AIM OF THE EXERCISE —
Count the lines in the records below that contain the string "distant", treating uppercase and lowercase as different, and reply with only that number.

MATERIAL TO PROCESS —
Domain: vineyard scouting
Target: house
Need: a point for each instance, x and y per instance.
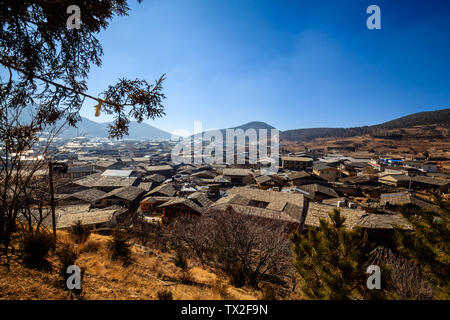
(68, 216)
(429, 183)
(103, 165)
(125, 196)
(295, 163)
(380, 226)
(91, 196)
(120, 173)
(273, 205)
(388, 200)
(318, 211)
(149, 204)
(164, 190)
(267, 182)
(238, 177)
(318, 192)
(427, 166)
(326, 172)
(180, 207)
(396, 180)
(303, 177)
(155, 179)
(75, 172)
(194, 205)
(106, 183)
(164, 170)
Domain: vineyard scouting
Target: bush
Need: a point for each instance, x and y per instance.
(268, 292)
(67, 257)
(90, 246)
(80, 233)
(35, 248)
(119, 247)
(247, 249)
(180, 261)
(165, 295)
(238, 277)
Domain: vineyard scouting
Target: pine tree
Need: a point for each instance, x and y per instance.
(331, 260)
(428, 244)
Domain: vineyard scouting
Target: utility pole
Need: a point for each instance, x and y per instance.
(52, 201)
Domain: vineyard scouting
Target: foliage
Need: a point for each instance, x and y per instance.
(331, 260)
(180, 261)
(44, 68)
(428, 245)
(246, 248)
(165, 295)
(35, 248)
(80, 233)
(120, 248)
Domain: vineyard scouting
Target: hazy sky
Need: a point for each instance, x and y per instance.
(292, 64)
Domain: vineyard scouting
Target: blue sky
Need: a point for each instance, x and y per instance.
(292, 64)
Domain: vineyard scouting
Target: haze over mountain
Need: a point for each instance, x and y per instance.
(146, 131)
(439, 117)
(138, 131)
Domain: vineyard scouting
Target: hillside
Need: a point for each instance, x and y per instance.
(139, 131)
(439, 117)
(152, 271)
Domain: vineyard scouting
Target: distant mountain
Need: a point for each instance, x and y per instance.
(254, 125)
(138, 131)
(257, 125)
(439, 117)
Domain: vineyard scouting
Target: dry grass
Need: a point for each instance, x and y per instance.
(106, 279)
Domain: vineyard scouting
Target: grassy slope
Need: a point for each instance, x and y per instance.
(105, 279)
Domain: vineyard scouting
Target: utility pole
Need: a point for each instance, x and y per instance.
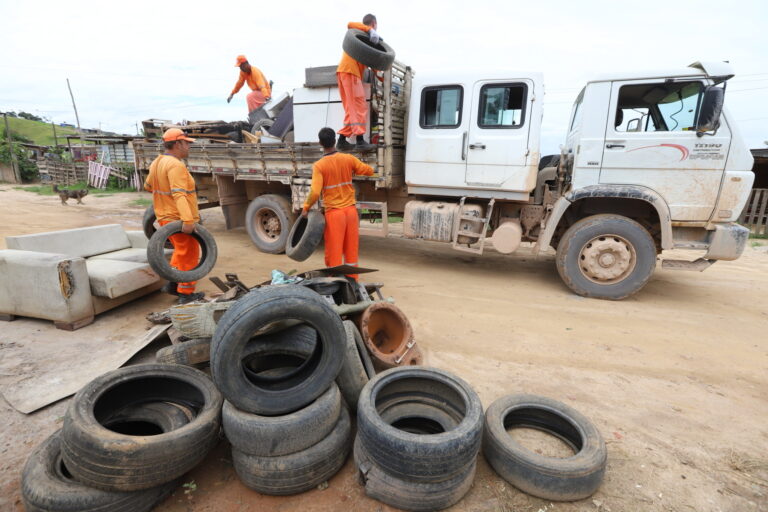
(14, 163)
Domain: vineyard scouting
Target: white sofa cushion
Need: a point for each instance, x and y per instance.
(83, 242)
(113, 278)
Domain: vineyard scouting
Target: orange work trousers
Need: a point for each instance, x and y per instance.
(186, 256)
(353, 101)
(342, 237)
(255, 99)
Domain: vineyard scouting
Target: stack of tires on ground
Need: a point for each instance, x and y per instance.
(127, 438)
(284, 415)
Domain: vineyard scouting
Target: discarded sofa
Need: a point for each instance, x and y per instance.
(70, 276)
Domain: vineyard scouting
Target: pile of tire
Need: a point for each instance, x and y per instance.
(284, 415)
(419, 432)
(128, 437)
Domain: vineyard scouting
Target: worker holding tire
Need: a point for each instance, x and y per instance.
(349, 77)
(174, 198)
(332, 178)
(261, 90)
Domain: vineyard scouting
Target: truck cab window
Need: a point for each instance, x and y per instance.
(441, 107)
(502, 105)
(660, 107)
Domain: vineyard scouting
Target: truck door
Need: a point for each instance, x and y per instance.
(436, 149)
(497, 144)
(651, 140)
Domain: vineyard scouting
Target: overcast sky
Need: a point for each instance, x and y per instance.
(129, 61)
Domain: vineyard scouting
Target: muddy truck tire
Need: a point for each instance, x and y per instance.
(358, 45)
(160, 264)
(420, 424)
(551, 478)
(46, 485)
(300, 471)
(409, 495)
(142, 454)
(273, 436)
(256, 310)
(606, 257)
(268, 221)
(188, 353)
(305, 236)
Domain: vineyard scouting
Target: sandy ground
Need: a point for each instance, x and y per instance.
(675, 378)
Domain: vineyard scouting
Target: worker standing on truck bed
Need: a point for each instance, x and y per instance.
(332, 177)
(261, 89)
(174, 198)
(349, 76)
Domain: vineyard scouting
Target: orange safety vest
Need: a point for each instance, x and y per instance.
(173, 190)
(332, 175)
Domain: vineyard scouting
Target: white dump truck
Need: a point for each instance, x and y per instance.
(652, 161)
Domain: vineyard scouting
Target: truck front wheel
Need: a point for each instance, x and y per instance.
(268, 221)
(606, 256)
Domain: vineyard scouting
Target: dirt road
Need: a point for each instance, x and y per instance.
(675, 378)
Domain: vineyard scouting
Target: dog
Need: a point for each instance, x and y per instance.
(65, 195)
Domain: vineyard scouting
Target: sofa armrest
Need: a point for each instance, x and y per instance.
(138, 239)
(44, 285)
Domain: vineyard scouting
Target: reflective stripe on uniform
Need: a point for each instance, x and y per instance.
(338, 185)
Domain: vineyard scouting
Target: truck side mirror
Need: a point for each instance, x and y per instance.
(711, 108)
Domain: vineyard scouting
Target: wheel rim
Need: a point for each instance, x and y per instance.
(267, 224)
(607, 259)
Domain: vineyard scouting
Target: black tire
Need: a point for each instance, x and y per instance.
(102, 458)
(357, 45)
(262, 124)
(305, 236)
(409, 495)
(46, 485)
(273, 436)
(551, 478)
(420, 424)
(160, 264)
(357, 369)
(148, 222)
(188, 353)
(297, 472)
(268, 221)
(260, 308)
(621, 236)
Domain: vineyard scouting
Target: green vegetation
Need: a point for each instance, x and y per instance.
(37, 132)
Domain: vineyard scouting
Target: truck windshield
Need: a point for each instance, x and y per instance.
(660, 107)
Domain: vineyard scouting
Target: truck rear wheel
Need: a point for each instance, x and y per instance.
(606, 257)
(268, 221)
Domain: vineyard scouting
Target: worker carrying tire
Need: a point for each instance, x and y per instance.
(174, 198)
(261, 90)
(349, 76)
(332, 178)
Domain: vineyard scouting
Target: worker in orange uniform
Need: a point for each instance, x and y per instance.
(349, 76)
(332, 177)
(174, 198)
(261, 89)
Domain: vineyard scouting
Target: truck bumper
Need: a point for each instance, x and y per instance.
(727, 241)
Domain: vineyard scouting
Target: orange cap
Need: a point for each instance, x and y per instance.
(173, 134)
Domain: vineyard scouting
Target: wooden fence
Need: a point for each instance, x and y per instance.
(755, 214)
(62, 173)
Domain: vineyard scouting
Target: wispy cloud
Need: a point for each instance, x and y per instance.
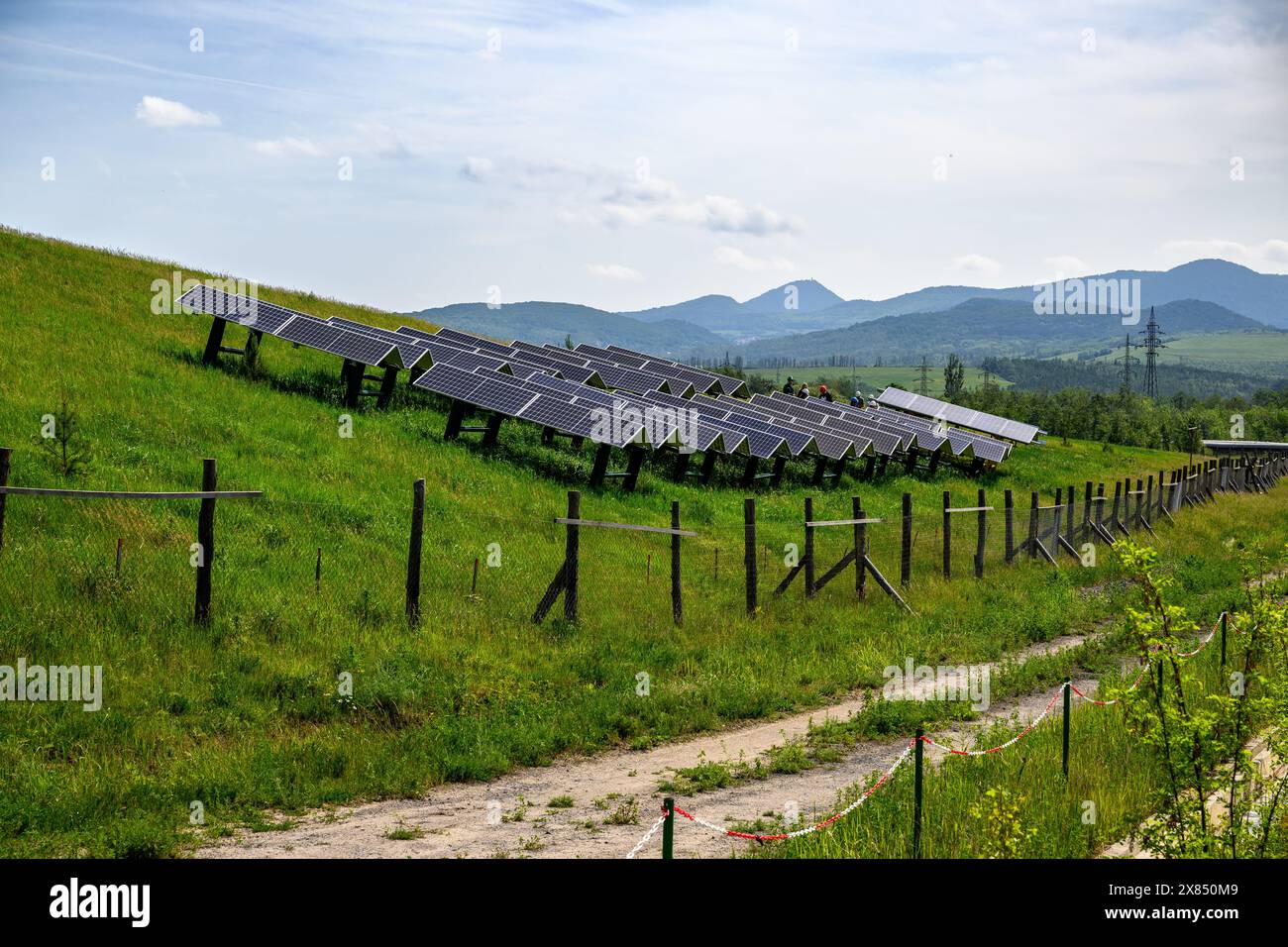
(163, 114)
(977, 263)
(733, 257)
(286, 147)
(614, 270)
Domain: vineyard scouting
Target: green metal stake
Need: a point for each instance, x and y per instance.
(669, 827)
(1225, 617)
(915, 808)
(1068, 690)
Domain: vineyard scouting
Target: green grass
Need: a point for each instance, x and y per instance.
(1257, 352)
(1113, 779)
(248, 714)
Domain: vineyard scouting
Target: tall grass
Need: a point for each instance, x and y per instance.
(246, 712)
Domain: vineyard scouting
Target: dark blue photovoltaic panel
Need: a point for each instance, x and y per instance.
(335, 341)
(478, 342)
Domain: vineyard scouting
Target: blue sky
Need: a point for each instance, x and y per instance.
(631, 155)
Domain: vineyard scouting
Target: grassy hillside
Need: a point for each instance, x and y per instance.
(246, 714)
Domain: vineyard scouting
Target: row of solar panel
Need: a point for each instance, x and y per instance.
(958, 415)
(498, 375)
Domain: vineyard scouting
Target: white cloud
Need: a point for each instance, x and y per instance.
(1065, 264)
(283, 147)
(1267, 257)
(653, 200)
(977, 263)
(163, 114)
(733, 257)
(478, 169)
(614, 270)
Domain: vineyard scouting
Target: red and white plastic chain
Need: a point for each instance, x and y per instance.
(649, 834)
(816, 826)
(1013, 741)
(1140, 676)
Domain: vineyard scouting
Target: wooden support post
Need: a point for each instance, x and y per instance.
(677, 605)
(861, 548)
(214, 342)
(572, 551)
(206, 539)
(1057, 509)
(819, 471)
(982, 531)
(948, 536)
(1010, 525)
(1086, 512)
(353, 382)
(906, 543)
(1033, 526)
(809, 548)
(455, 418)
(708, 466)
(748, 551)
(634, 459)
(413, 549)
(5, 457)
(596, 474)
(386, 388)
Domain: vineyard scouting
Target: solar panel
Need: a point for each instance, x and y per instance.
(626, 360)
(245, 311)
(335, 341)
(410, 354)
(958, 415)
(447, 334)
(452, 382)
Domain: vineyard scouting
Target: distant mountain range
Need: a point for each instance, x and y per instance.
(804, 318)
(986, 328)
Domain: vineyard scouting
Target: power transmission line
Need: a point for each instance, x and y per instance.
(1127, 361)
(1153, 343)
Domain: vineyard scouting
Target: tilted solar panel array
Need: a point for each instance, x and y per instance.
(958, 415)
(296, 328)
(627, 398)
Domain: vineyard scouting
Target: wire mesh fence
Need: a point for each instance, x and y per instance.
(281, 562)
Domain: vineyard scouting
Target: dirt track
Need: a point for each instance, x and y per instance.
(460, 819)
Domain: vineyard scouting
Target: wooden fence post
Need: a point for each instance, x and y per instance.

EXERCISE OUTPUT —
2